-- Start --

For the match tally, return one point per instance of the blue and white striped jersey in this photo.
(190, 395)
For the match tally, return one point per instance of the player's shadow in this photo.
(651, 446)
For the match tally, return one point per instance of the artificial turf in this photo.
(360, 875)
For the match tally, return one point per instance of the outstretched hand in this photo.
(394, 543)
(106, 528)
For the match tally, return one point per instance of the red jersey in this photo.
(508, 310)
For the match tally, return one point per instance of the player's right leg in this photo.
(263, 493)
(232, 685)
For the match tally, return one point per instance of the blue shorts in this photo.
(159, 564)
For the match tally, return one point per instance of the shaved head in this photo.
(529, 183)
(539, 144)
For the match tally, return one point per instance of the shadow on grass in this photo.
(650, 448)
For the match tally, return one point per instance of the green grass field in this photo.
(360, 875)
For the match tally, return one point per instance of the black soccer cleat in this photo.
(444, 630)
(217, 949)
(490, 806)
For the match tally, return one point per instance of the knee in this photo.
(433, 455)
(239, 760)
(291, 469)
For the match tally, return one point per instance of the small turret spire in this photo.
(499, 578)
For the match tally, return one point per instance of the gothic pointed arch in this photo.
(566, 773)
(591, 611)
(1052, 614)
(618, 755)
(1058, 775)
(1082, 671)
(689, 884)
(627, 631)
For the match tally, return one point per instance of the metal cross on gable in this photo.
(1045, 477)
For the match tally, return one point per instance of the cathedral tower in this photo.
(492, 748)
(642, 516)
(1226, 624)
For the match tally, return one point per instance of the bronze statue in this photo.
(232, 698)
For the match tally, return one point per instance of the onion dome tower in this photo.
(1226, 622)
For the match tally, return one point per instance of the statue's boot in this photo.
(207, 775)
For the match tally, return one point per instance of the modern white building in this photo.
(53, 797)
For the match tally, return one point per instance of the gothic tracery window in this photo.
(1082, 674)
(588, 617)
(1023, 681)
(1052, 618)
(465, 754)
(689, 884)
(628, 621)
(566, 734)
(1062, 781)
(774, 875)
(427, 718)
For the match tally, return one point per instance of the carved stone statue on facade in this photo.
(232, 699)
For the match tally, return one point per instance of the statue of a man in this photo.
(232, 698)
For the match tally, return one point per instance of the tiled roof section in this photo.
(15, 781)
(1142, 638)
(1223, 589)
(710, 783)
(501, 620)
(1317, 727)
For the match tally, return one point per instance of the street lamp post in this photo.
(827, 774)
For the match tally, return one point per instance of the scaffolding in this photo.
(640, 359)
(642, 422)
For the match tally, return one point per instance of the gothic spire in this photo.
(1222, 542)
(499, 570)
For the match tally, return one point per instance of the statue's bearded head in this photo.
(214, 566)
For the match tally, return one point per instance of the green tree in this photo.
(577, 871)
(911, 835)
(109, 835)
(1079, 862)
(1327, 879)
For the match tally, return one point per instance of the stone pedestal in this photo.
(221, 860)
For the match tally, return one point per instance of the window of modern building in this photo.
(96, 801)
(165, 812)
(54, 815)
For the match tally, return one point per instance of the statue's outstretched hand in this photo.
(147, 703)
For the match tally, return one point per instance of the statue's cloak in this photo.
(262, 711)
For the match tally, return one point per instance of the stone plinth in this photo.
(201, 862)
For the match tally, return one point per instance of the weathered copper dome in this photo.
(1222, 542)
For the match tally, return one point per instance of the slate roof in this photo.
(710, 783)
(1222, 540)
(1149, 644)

-- End --

▸ **Instructions to follow**: Return the records above without any change, from the line containing "dome tower in this photo." through the final line of the records, with both of those lines included.

▸ **Complete answer**:
For the match tally, return one point per instance of the onion dome tower in this photo.
(1226, 622)
For the match tally, return one point per instance of the statue's boot in this photo.
(207, 775)
For the match tally, return one point per instance of the modern white building in this photo.
(53, 797)
For the match tally, return one point per instance of the gothic tracery window in this photo.
(1082, 674)
(588, 617)
(1023, 681)
(1052, 618)
(465, 754)
(689, 884)
(628, 621)
(566, 734)
(1062, 781)
(774, 875)
(427, 718)
For the match tally, return one point per instance of the carved stone statue on facade in this photo.
(232, 699)
For the match tally, return one point per instance of the statue of a man in this photo.
(232, 698)
For the match tally, return one point per instance of the tiled roof section in this photo.
(15, 781)
(1142, 638)
(1223, 589)
(710, 783)
(501, 620)
(1317, 727)
For the match tally, return one point per instance of the street lamp post in this photo.
(827, 774)
For the match tally, return one point per instance of the scaffolding in this photo.
(640, 359)
(642, 422)
For the match tally, return one point per instance of the gothic spire in this photo.
(1222, 542)
(499, 570)
For the match tally, return one point per instance of the statue's bearded head in this photo.
(214, 566)
For the match tally, return one point per instance of the green tree in this photo.
(577, 871)
(911, 835)
(109, 835)
(1079, 862)
(1327, 879)
For the match tally, return one point per instance of the stone pedestal in this photo.
(221, 860)
For the match tally, return one point per instance of the window of modern building in this photo.
(96, 801)
(165, 812)
(54, 815)
For the match tally, return one point per instance of the statue's outstretched hand in this photo.
(147, 703)
For the match tally, return one point per instance of the statue's cloak in this photo.
(262, 711)
For the match tally, return one point per instance of the stone plinth in this photo.
(201, 862)
For the match tally, return one point per instance of the weathered copper dome in this photo.
(1222, 542)
For the match tally, return one point per instance of the slate roof in this photo.
(710, 783)
(1222, 540)
(1149, 644)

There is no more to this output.